● YOUR TASK:
In the article on data centers in Vernon below, copy the passage from "If you have" up to and including "to get another." word for word.

--- TEXT EXCERPT ---

10/01/2025
A three-story building looms large among rumbling factories and warehouses in industrial Vernon. Long, vertical, tinted windows with green outlines punctuate the two-acre structure’s grey and white facade — all in the service of keeping its tenants cool inside. Its tenants aren’t people, but giant servers, storage drives and networking equipment.
If you have ever used ChatGPT to write an essay or indulged in TikTok’s latest trend using Google Gemini to create AI-images of yourself with a loved one, you have relied on data centers that serve AI companies.
Data centers like Prime Data Center in Vernon have been popping up all over the country, fueled by the tech industry’s insatiable need for cloud computing services that allow them to host and process enormous amounts of information.
Los Angeles has been no exception. There are 71 data centers scattered across the county. Vernon, a 5-square-mile chunk of southeast Los Angeles with a population of only 222 residents, already houses at least one and is about to get another.
Around the country, residents and local officials have struggled with whether to welcome data centers, expressing concerns about the volume of water and electricity that AI data centers use. But Vernon has seemingly welcomed the new businesses.
Data centers across the U.S. directly consume roughly 17.5 billion gallons of water and represent 4.4% of total electricity consumption, according to a report by Lawrence Berkeley National Laboratory.

--- DATA LISTING ---

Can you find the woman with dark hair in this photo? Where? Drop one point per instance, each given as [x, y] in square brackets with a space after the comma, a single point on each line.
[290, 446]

---
--- DATA LISTING ---

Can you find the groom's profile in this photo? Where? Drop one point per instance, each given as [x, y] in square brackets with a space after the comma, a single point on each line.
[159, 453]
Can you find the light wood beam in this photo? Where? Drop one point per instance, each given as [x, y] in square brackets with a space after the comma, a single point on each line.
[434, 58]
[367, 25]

---

● ANSWER TO THE EXERCISE:
If you have ever used ChatGPT to write an essay or indulged in TikTok’s latest trend using Google Gemini to create AI-images of yourself with a loved one, you have relied on data centers that serve AI companies.
Data centers like Prime Data Center in Vernon have been popping up all over the country, fueled by the tech industry’s insatiable need for cloud computing services that allow them to host and process enormous amounts of information.
Los Angeles has been no exception. There are 71 data centers scattered across the county. Vernon, a 5-square-mile chunk of southeast Los Angeles with a population of only 222 residents, already houses at least one and is about to get another.